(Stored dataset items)
Begin

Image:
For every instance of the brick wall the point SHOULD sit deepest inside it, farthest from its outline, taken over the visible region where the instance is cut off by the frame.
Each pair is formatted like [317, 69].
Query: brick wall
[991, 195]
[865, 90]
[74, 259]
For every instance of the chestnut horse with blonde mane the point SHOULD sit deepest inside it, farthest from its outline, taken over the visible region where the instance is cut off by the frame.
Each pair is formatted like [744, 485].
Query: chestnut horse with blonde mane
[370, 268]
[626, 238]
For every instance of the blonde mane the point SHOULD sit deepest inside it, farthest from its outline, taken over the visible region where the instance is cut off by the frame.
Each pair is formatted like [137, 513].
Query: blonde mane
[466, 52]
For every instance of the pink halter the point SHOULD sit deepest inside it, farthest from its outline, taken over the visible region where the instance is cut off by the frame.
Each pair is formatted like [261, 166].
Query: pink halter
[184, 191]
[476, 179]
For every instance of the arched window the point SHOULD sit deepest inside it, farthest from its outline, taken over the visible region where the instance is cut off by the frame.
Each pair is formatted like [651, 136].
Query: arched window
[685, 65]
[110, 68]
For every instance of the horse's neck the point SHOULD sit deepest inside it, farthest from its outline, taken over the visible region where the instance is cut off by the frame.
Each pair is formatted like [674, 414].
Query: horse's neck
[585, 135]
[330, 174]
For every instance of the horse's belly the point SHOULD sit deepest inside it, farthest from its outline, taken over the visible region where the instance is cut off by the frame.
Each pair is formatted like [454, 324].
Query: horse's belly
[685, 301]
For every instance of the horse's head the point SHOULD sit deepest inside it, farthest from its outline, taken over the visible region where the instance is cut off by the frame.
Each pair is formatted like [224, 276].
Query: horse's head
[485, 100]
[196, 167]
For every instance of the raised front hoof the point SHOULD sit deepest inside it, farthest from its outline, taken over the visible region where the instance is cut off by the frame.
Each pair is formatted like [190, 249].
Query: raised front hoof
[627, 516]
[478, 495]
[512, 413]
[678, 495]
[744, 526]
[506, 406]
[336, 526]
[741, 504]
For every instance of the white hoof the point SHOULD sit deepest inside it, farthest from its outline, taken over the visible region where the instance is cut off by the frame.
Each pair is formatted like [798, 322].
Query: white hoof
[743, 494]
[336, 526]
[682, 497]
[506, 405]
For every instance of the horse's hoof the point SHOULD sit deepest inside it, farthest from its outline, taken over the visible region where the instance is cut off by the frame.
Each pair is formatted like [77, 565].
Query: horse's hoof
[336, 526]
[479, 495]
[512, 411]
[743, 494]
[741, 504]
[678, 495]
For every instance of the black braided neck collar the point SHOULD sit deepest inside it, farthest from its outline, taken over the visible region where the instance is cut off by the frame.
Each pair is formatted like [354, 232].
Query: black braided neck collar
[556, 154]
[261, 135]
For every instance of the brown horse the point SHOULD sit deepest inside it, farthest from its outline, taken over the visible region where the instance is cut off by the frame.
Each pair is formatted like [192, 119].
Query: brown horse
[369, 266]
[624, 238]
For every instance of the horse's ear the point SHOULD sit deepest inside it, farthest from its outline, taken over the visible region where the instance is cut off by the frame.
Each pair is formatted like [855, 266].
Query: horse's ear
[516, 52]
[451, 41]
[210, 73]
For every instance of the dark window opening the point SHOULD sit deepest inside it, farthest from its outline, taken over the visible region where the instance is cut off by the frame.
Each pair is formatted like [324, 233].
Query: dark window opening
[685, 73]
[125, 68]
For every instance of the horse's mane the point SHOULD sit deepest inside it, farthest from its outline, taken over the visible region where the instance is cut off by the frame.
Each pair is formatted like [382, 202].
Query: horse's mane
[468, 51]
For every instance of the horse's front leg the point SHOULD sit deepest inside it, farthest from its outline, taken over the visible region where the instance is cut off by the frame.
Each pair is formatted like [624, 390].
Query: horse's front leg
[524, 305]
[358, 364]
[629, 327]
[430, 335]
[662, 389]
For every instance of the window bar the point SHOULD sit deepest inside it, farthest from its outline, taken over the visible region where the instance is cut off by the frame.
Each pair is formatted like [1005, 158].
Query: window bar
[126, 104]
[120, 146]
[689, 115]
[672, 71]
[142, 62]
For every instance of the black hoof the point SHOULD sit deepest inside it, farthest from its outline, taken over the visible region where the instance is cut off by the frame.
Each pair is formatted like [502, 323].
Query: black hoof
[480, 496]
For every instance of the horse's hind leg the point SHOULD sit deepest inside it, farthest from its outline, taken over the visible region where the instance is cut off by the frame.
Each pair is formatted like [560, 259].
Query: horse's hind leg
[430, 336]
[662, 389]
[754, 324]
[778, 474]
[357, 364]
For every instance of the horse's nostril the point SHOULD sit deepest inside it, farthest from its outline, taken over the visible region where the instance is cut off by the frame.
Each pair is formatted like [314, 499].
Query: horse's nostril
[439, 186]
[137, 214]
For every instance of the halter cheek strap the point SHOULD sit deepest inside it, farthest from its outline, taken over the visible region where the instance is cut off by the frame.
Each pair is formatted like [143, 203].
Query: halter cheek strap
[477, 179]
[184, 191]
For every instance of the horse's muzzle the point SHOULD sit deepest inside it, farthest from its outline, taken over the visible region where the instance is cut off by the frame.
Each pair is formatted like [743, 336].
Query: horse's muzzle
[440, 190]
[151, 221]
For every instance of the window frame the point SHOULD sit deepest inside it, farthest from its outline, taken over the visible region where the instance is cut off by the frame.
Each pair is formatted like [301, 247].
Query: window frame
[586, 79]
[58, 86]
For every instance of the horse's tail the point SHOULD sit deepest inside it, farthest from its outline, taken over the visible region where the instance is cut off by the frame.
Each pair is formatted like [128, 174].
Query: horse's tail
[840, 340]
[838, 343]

End

> PROBLEM DETAILS: Reproduce everything from the line containing "For every instance of the window frame" down to the end of the listing above as a Markdown table with the columns No. and Line, one row per line and no rows for blank lines.

> FINAL RESULT:
| No. | Line |
|---|---|
| 1 | For every instance of the window frame the point SHOULD sit deepest inside it, farthest from its outline, taken over the visible region where the instance is cut off by the frame. |
| 2 | Each pair is formatted like [301, 247]. |
| 3 | Query: window frame |
| 4 | [586, 79] |
| 5 | [58, 86] |
| 6 | For every instance of the horse's tail the point SHOULD sit deepest inside it, farthest from its outline, taken over the visible region where the instance is cut off by the frame. |
| 7 | Each pair is formatted like [128, 174]. |
| 8 | Query: horse's tail |
| 9 | [840, 340] |
| 10 | [838, 343] |